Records

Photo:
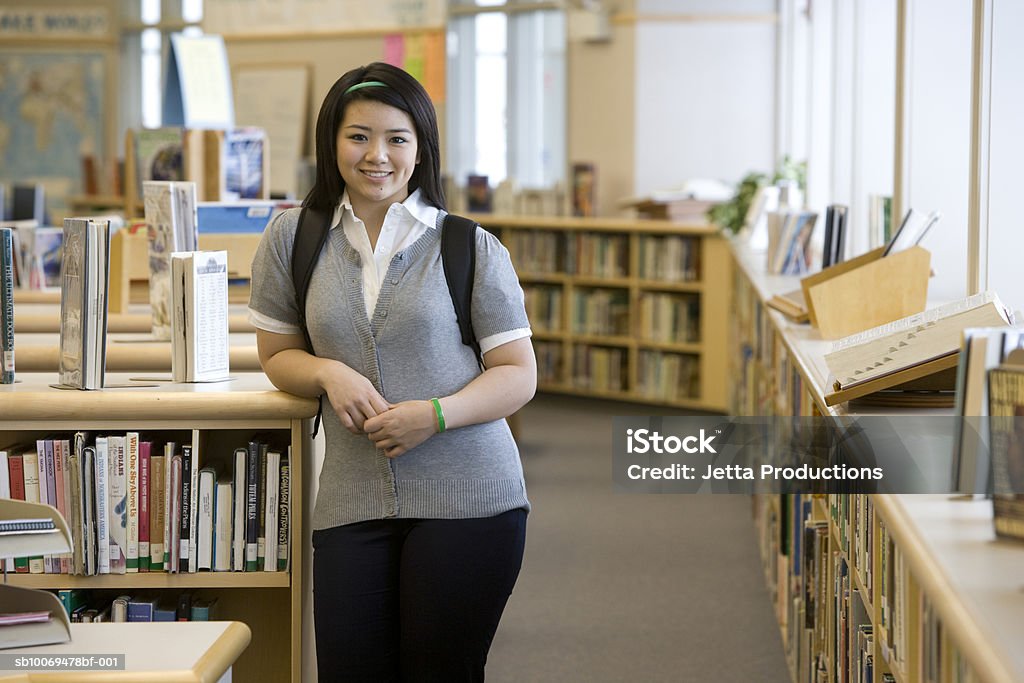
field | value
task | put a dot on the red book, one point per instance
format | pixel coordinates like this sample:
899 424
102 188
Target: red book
144 449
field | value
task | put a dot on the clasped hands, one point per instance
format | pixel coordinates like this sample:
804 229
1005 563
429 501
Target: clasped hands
394 428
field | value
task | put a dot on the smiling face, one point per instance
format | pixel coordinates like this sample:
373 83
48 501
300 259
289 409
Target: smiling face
377 153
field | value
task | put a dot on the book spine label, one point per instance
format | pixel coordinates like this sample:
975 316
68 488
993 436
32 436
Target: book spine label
186 468
144 487
6 305
132 500
252 501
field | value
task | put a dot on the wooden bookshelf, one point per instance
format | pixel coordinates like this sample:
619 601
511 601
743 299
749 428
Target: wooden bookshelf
629 309
218 417
940 594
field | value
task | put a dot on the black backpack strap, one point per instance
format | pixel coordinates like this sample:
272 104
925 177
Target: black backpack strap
459 259
310 236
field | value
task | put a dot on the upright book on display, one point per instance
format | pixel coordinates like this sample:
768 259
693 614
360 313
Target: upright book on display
84 285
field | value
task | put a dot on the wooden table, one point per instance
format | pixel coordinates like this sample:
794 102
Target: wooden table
155 652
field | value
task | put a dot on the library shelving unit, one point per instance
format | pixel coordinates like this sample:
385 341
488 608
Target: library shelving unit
629 309
902 588
215 418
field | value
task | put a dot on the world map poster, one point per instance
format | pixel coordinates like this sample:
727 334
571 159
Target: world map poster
51 114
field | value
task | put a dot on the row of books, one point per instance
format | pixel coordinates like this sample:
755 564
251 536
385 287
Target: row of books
664 258
668 376
138 505
670 258
670 317
86 606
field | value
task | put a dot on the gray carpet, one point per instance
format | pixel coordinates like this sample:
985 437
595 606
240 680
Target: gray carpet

Given instruction —
Each record above is to be restated exactly, with its pictures removed from the copy.

Response for this exercise —
Photo:
field | value
task | put a dot on the red book, one point per instance
format | pixel coordinates like this sample:
899 424
102 188
Target: red book
144 449
field | value
task | put a dot on the clasped hands, one point per instance
format | pixel coordinates like this sample:
804 229
1005 563
429 501
Target: clasped hands
394 428
field | value
task | put a dot on the smiling face, one point per instance
format | pixel coordinates like this sample:
373 83
48 501
300 259
289 409
Target: smiling face
377 153
field | value
task | put a dot on the book spine label, one point per instance
format | pixel coordinates like this sample:
975 316
68 488
993 436
32 436
Target: book spine label
186 468
144 487
6 305
132 500
252 501
field | value
task | put a dot on the wooden bookshelf, one point per instance
format | pixel coordinates like this sample:
619 601
511 601
743 299
749 428
Target: wooden bookshelf
629 309
218 417
940 594
field | value
task | put a dot on the black backpack strap, one point per instance
format | pixel coordinates like this sample:
272 104
925 177
Target: black backpack strap
459 259
310 236
field | value
task | put a dot on the upright book on display, one point per instance
format | pixel coordinates like this sample:
768 259
693 614
360 313
Target: upright book on display
84 285
field | value
task | put a dot on the wooden table, one point per instance
format | pixel coordinates like this sample:
794 102
Target: wooden table
155 652
field | value
task | put a dot on the library shelving unit, one point per instance
format | pixel coordinates like this sample:
385 341
488 608
Target: library shelving unit
629 309
902 588
215 418
field | value
task | put a dot on the world map poster, one point per instance
format | pixel coordinates like this sample:
727 334
571 159
Target: world map poster
51 114
field | value
task | put a dot on the row of books, one point per instance
format | pixel coordinates like this sample:
755 564
251 536
385 287
Target: row of books
664 258
668 376
138 505
670 258
670 317
86 606
field | value
task | put a dot on the gray carpet, one point per instance
format | pixel coordinates like this sample:
985 437
595 606
240 680
Target: gray carpet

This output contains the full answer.